--- Excerpt provided ---
My heart, swimming in grief while clinging desperately to faith, would not have spoken these words aloud. But those around us the voiced hurt and frustration that everyone felt: “It’s not fair!” they cried. Twice. After each of our babies died. Blaming God for infant loss (or any terrible suffering) may be the natural response of our human understanding of justice. When we contemplate the character of our Creator, however, we may find that blaming God for our suffering is neither helpful, healing, or just.
Infant Loss Isn’t Fair
As a foster parent, my husband voiced frustration over how both our babies ended up dying from severe anomalies, while so many drug-addicted mothers could have healthy baby after perfectly healthy, beautiful baby.
It isn’t fair!
My chiropractor was mad at God for me because I lived a “pure” life (as she put it). Of all people out there, she felt I deserved to have a healthy baby.
It isn’t fair.
I agree. From a human standpoint, our experiences with infant loss, twice over, felt totally unfair. We were “good” people with “good” families. We were “good” parents to our foster children. We were healthy, and living with faith in God.
Of all people on earth (especially compared with the many who have derailed their lives with substance abuse) we seemed some of the most “deserving” to have the joy of bearing and raising children.
Blaming God in Light of His Justice
But that’s not how God’s economy works.
No. Far from it.
First, we know that “There is no one righteous, not even one” (Romans 3:10, NIV).
And “he does not treat us as our sins deserve” (Psalm 103:10, NIV).
--- Record list ---
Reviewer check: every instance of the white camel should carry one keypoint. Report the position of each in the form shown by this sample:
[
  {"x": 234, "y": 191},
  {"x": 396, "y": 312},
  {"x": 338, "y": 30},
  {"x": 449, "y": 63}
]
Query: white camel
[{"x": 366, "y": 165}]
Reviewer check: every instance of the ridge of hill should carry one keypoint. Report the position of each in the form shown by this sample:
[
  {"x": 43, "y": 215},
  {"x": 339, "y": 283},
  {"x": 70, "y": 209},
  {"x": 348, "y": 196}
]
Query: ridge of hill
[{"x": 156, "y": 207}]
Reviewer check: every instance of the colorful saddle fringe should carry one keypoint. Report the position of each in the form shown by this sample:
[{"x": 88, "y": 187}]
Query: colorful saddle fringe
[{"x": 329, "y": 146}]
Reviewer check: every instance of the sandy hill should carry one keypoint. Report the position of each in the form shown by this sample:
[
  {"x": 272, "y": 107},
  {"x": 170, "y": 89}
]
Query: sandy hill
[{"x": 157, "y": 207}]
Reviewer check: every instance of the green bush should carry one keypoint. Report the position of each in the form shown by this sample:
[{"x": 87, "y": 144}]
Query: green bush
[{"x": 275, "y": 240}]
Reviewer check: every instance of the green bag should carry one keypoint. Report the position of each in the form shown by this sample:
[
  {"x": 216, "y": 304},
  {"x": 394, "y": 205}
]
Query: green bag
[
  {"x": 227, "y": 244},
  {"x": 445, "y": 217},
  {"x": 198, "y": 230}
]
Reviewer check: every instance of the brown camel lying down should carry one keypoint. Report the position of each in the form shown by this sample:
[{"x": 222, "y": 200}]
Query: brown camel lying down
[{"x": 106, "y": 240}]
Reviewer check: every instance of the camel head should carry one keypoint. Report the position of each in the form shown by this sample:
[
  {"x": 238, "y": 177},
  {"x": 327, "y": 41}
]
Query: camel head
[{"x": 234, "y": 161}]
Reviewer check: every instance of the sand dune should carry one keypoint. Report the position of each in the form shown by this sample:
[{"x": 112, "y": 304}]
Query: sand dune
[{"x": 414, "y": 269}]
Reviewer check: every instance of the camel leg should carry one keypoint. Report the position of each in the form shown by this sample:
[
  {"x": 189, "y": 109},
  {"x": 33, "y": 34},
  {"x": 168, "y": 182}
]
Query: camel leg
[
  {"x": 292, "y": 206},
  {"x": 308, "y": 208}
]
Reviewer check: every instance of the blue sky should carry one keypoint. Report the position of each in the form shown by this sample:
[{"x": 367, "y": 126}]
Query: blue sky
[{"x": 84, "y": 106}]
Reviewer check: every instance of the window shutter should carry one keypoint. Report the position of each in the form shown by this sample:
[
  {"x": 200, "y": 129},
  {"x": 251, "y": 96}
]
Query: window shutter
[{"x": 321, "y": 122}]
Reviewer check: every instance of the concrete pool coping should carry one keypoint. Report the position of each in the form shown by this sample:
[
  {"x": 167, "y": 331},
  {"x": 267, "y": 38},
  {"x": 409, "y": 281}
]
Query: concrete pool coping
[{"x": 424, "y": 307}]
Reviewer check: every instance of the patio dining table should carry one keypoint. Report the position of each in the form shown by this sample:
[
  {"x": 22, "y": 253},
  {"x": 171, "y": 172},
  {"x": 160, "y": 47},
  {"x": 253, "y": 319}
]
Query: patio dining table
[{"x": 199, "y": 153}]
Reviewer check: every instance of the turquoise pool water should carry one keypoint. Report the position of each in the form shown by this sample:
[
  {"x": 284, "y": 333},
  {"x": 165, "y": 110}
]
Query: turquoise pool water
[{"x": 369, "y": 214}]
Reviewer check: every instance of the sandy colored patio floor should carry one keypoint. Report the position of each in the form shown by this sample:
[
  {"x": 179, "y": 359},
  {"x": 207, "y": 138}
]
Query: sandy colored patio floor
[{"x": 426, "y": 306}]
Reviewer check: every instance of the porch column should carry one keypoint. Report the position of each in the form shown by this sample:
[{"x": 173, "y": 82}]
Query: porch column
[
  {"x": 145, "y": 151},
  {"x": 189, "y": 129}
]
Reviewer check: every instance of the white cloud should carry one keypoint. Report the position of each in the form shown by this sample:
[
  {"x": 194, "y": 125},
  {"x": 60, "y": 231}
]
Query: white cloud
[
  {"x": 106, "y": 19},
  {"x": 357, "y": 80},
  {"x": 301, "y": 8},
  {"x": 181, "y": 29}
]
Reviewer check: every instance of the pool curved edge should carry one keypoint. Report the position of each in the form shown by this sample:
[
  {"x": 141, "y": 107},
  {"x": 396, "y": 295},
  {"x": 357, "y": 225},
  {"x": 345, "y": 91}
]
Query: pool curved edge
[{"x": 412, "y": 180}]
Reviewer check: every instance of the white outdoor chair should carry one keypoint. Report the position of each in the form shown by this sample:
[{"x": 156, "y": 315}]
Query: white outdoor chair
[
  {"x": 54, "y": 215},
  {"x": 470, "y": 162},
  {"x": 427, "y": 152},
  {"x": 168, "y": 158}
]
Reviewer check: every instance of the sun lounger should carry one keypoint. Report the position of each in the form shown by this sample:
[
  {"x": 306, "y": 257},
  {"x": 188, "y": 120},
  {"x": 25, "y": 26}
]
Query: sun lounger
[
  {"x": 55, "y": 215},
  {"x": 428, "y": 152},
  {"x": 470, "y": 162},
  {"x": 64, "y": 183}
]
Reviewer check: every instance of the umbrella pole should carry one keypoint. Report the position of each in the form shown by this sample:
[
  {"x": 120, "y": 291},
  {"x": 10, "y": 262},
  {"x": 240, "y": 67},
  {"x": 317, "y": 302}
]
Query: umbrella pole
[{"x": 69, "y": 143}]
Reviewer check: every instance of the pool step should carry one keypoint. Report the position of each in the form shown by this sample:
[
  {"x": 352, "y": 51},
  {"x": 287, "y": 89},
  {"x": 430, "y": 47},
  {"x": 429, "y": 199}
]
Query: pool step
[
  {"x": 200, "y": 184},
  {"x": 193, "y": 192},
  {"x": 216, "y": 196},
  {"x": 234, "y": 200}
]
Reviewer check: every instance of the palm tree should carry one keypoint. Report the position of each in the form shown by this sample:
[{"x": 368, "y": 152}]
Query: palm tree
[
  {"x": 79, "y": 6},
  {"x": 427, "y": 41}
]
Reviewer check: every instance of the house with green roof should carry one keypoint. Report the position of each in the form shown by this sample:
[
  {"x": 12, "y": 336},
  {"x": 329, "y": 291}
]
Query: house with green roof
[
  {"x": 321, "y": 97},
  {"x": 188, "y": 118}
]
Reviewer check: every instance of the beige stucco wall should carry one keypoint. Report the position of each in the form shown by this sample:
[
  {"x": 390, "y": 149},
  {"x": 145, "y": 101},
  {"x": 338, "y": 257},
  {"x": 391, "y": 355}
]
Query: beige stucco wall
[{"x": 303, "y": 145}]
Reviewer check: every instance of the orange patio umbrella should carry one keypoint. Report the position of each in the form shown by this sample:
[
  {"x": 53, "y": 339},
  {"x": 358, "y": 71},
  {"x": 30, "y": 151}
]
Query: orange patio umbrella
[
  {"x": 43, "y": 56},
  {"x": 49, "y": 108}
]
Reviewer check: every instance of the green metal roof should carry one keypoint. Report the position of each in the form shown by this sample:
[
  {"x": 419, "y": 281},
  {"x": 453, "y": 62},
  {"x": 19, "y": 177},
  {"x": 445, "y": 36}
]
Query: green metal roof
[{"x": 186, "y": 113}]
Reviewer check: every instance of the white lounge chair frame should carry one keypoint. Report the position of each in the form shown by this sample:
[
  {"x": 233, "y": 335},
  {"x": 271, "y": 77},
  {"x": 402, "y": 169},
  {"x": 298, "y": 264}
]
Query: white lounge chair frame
---
# What is asked:
In the piece on infant loss and blaming God, why was the chiropractor mad at God?

# Correct output:
She felt the writer lived a "pure" life and, of all people, deserved to have a healthy baby.